══ Records shown ══

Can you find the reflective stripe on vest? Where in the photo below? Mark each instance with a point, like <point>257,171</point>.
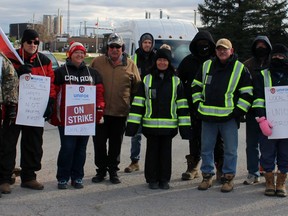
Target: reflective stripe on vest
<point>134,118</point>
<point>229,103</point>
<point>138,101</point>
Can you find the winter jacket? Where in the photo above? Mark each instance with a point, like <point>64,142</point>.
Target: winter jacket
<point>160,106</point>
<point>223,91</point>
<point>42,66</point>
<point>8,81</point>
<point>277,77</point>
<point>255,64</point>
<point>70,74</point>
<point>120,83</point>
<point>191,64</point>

═══
══ Records shown ══

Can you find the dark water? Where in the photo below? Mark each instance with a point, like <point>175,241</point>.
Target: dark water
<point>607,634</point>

═══
══ Records shown ══

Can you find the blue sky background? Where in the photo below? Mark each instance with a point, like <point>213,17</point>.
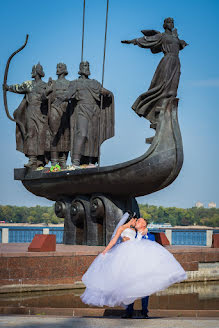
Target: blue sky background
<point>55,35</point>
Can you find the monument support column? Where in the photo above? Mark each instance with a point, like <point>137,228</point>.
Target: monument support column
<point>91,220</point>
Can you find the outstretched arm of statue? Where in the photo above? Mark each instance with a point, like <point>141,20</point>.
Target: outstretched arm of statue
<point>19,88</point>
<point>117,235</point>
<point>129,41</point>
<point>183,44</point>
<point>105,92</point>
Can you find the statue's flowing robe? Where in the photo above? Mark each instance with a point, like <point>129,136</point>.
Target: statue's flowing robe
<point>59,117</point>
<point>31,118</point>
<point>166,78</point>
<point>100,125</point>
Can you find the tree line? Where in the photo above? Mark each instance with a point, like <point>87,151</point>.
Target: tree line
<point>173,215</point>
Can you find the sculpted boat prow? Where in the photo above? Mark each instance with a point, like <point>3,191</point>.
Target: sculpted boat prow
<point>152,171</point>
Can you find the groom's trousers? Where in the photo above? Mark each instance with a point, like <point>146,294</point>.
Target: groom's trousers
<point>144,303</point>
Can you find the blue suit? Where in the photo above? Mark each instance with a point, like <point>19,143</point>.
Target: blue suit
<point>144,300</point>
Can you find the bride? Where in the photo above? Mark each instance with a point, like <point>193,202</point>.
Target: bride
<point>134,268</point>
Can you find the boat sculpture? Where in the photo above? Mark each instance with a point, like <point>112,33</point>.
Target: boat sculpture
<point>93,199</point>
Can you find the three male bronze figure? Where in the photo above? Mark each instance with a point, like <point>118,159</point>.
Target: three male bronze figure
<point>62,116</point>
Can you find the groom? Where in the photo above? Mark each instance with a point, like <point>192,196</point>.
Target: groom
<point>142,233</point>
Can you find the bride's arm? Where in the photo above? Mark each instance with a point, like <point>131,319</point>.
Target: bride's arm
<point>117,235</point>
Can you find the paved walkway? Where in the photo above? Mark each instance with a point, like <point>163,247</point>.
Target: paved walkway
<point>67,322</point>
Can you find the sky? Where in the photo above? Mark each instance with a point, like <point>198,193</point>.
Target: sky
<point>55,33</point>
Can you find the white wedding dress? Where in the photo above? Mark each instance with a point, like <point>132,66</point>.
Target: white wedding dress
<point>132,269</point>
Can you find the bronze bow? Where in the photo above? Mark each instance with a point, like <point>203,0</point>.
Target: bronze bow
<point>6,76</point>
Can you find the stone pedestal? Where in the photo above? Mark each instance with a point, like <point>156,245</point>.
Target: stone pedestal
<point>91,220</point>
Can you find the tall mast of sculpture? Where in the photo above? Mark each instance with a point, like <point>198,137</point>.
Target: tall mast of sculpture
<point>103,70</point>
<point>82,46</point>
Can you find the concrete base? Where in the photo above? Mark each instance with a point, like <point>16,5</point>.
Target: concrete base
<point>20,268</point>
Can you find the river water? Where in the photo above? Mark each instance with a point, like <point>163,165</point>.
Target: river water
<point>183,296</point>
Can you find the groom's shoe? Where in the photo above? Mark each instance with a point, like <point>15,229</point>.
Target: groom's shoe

═══

→ **Exercise directions**
Please reproduce the lines from the line with "Target: river water" to the line with "Target: groom's shoe", both ends included, exactly as they appear above.

→ **Result of the exercise**
Target: river water
<point>183,296</point>
Can you find the groom's shoe? Where in the photo above? Mark each instance with a point, like <point>15,229</point>.
Target: groom's shoe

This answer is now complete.